(EXERCISE TEXT begins)
Context
MemMachine's benchmark blog reveals that the eval LLM choice swings LoCoMo scores by 4+ points with zero retrieval changes:
- gpt-4o-mini: 87.5% overall
- gpt-4.1-mini: 91.2% overall (same retrieval, same memory)
Backboard uses Gemini 2.5 Pro + GPT-4.1 judge. Mem0 tested with older models. Nobody is comparing apples to apples.
Proposal
When we add LLM-as-Judge (#615), test with multiple configurations:
Eval LLMs (generate answers from retrieved context)
- gpt-4o-mini (baseline, what Mem0 uses)
- gpt-4.1-mini (what MemMachine uses)
- claude-sonnet-4-20250514 (our ecosystem)
Judge LLMs
- gpt-4o-mini (Mem0/MemMachine standard)
- gpt-4.1 (Backboard standard)
(EXERCISE TEXT ends)
(RAW DATA begins)
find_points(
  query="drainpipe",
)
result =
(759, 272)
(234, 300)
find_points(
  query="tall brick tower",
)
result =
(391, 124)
(RAW DATA ends)
_ACTIVITY LIST_.
**1.** Using the text about LoCoMo benchmark scores, explain in one to three sentences why the proposal calls for testing several eval and judge LLM setups.
**2.** Continue the text about LoCoMo eval and judge models, starting right after the line on the Backboard judge standard.

_TASK RESPONSES_.
**1.** MemMachine's blog showed that the choice of eval LLM alone moves LoCoMo scores by more than 4 points with no change to retrieval: 87.5% with gpt-4o-mini and 91.2% with gpt-4.1-mini. Backboard, Mem0 and MemMachine each test with different models, so their results aren't directly comparable.

**2.**
Report all combinations
This lets readers see:
- How much is memory quality vs LLM reasoning
- Direct comparison with any competitor's methodology
- The honest picture — not cherry-picked best numbers
Why this matters
If our retrieval feeds good context to the LLM, the eval LLM upgrade should boost our score too. We might find that BM + gpt-4.1-mini scores comparably to MemMachine — proving it's the retrieval that matters, not the proprietary memory layer.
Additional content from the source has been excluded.